## TEXTE DE LA PAGE
╭──
Au nom de ta maman tabassée, au nom de ton crane fracturé, de tes méninges remués, des hématomes qui te couvrent le corps, de ta dignité traînée par terre, de ta chaise roulante démontée, de ta perplexité devant cet acharnement, cette férocité, cette sauvagerie et au nom du gaz lacrymogène que tu as inhalé.
Au nom des insultes qui ont fusé de partout, au nom des brodequins qui t'ont piétiné alors que tu n'avais même pas la capacité de te mettre debout, séquelle d'une révolution que tu as faite mais qui te crache dessus, au nom des mensonges "officiels" du ministère des droits de l'Homme avec lesquels on veut justifier l'injustifiable et donner à l'inexcusable un certain aspect rationnel qui n'a simplement pas lieu d'être, au nom de ces méthodes dignes de l'époque la plus sombre de Ben Ali, de sa violence et de sa désinformation.
Au nom de ce gouvernement qui te doit tout et qui te tourne le dos, acceptant au plus d'intégrer ton nom à celle des bénéficiaires de l'aumône qatarie, toi qui ne réclamait rien d'autre que le droit à la dignité et à la reconnaissance de ton pays et non pas de Hamad et de sa Mouza.
╰──
## EXTRAIT DES DONNÉES
╭──
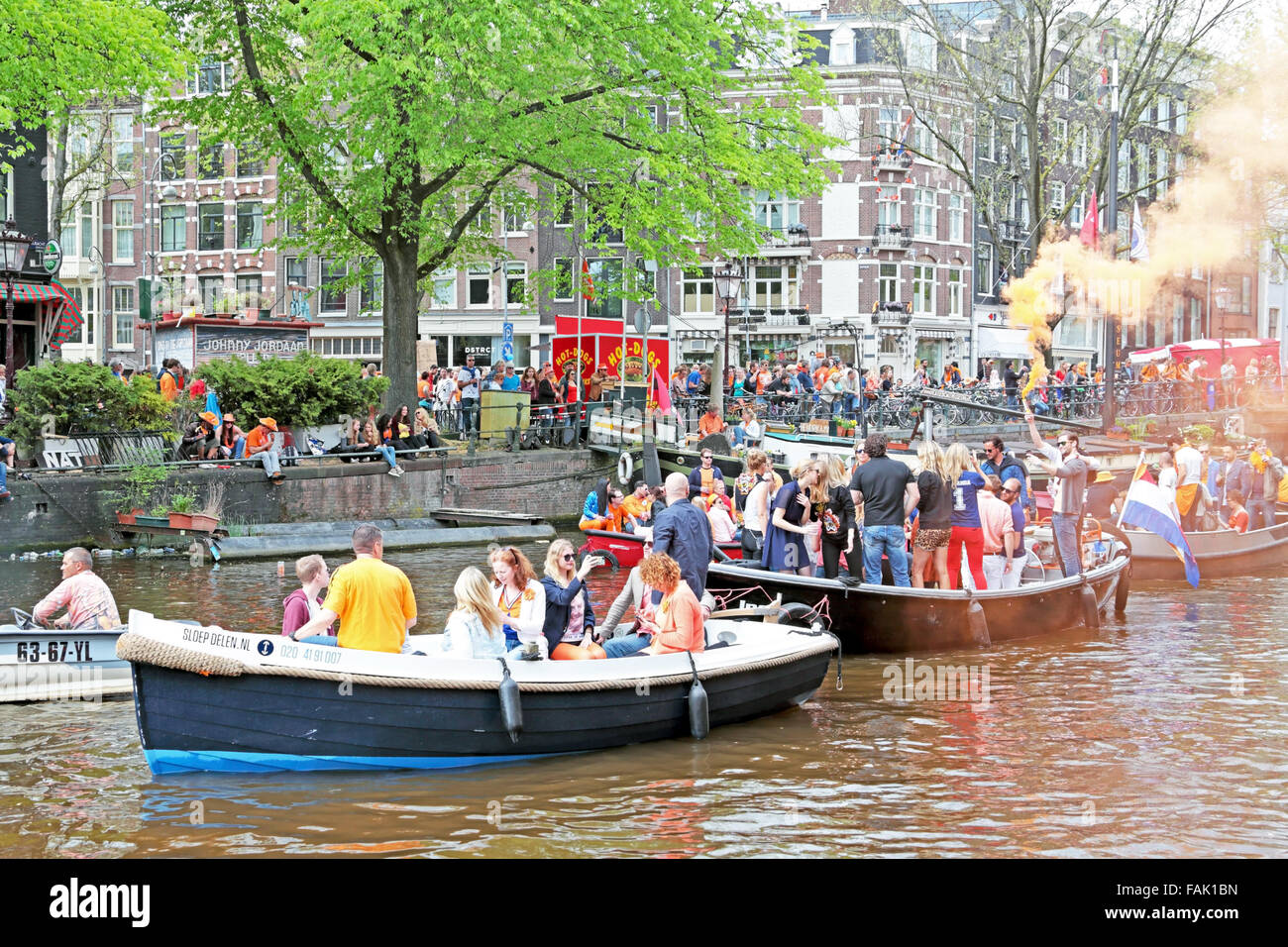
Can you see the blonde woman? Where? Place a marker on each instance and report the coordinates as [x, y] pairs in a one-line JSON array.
[[965, 480], [789, 525], [570, 626], [476, 626], [934, 517], [836, 515], [520, 598]]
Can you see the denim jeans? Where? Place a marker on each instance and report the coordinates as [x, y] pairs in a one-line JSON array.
[[270, 462], [626, 646], [889, 540], [1065, 528]]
╰──
## CONSIGNE DONNÉE 1
Répondez à ces questions d'après le texte de la page :
(a) Quel gaz la personne à qui s'adresse le texte a-t-elle inhalé ?
(b) Quel ministère est accusé de mensonges « officiels » ?
(c) Que réclamait cette personne, selon la dernière phrase ?
## CONSIGNE DONNÉE 2
En une à trois phrases, expliquez pourquoi le texte de la page reproche au gouvernement de tourner le dos à la personne à qui il s'adresse.
## CONSIGNE DONNÉE 3
Poursuivez le texte adressé à la personne en chaise roulante, à partir de l'endroit où il s'arrête.

## RÉSULTAT FINAL 1
(a) Du gaz lacrymogène.
(b) Le ministère des droits de l'Homme.
(c) Le droit à la dignité et à la reconnaissance de son pays.

## RÉSULTAT FINAL 2
Le gouvernement lui doit tout, mais il lui tourne le dos. Au mieux, il accepte d'inscrire son nom parmi les bénéficiaires de l'aumône qatarie. Or cette personne ne demandait que le droit à la dignité et la reconnaissance de son pays, et non de Hamad et de sa Mouza.

## RÉSULTAT FINAL 3
Au nom de tout cela, mes frères, permettez-moi de mépriser ce gouvernement et de honnir sa triste "légitimité acquise grâce aux urnes qui exprime la volonté populaire" avec laquelle ils se croient tout permis, avec laquelle ils ont confisqué la révolution et par la même occasion puni ses symboles.
Loin des appartenances partisanes et de toute tentative d'instrumentalisation, votre cause est la nôtre, celle de tous les tunisiens !
Les livres d'Histoire retiendront l'ingratitude de cette nation à l'égard des héros qui l'ont hissé au sommet grâce à cette révolution, au péril de leurs vies.
Trop occupés à palabrer sur les sempiternelles questions identitaires et les interminables querelles idéologiques, ils avaient pris l'habitude à ponctuer leurs phrases de "Netra7mou 3la arwé7 echouhadé2" oubliant que vous mourriez à petit feu, que vos corps si purs se décomposaient dans l'indifférence, que les blessés de la révolution n'étaient pas une légende urbaine mais des personnes bien réelles à la tragédie atrocement vraie et palpable.
En votre nom aussi, chers compatriotes, chers héros, permettez-moi de me cracher dessus ainsi qu'aux gueules de tous mes semblables, pour avoir mis tout ce temps pour réagir.
Le rendez-vous est donné pour le 9 avril, qui j'espère sera le plus grand rassemblement en faveur de notre cause nationale la plus prioritaire, à l'occasion de la fête des martyrs, on se battra pour vous, plus question de se taire et advienne que pourra !
Qu'ils répriment ! Qu'ils lâchent leurs sbires ! Tous les coups du monde ne sont rien face à l'injustice que vous vivez.
J'ai honte pour ma nation, pour la révolution qui a mangé ses enfants !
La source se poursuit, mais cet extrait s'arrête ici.